_Task description:_ Find every line in the entries below that contains the word "water" and copy each one. Match case exactly.
* Begin Records to use *
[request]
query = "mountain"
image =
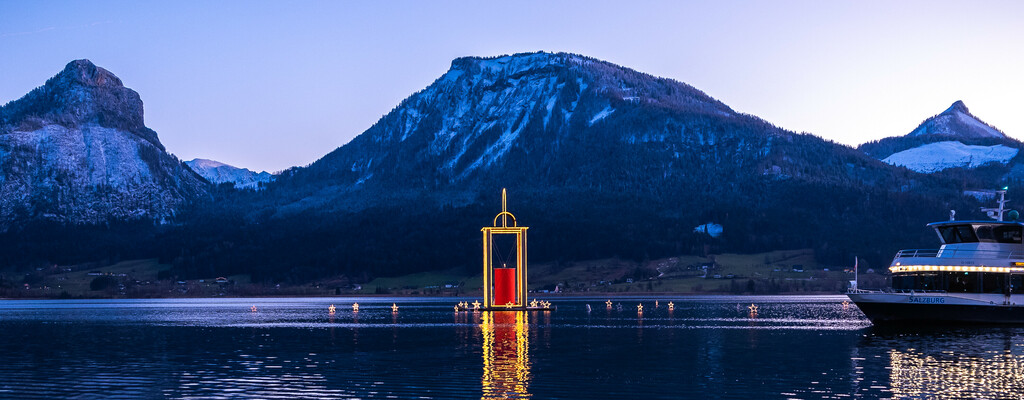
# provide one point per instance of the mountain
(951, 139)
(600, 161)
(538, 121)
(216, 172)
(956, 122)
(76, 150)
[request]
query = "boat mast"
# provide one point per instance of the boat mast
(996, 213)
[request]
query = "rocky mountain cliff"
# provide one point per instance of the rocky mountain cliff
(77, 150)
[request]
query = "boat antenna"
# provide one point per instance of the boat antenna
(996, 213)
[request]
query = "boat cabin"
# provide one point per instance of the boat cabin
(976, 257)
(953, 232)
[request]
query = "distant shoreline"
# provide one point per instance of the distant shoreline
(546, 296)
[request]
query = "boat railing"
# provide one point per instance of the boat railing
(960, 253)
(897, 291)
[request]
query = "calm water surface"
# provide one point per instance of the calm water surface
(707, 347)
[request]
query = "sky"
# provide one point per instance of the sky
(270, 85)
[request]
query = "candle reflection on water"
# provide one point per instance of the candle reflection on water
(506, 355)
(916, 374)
* End Records to use *
_Reply:_
query = "calm water surface"
# provide one point per instance of the calm water surface
query = "candle reflection on water"
# provide one point per instance of the candle reflection on water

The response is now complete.